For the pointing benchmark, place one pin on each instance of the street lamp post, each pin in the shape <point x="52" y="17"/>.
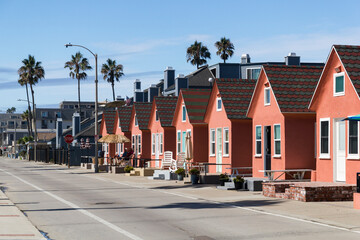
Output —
<point x="96" y="105"/>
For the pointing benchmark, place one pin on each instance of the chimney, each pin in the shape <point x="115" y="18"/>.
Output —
<point x="169" y="77"/>
<point x="59" y="137"/>
<point x="76" y="127"/>
<point x="245" y="58"/>
<point x="292" y="60"/>
<point x="181" y="82"/>
<point x="138" y="95"/>
<point x="153" y="91"/>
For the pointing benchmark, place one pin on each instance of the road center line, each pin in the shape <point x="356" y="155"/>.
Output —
<point x="87" y="213"/>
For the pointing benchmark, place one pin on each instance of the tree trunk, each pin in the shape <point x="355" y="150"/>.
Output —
<point x="112" y="86"/>
<point x="79" y="98"/>
<point x="29" y="114"/>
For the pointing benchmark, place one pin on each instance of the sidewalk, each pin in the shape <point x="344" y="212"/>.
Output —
<point x="13" y="223"/>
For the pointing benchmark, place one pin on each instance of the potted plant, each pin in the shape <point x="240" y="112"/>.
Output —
<point x="239" y="182"/>
<point x="223" y="178"/>
<point x="194" y="172"/>
<point x="181" y="173"/>
<point x="128" y="169"/>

▶ [TAAKOMSCHRIJVING]: Geef alle bovenstaande items woordelijk opnieuw weer en laat daarbij de afbeeldingen weg.

▶ [ANTWOORD]:
For the pointing benchmark, place one pin on each instance of the street lamp post, each pin in the shape <point x="52" y="17"/>.
Output —
<point x="96" y="105"/>
For the pointing benchmark, place one pin on each instance of the chimney, each pin in the shape <point x="115" y="18"/>.
Output —
<point x="169" y="77"/>
<point x="59" y="137"/>
<point x="76" y="127"/>
<point x="245" y="58"/>
<point x="292" y="60"/>
<point x="181" y="82"/>
<point x="138" y="95"/>
<point x="153" y="91"/>
For the pointing benchmark, place one pin on each instance of the road center line, each pin in the shape <point x="356" y="155"/>.
Output —
<point x="87" y="213"/>
For the pointing benchmark, place one pin on each instance of the tree trunk, each pin in the shape <point x="355" y="150"/>.
Output —
<point x="112" y="86"/>
<point x="79" y="98"/>
<point x="29" y="114"/>
For the pointing benchmark, place one pin on each instance of the sidewalk, each pin in the shape <point x="344" y="212"/>.
Output —
<point x="13" y="223"/>
For the pointing benchmark, place one pin on each instance of the potted plant, each pin in the shape <point x="240" y="112"/>.
Output —
<point x="239" y="182"/>
<point x="223" y="178"/>
<point x="194" y="172"/>
<point x="181" y="173"/>
<point x="128" y="169"/>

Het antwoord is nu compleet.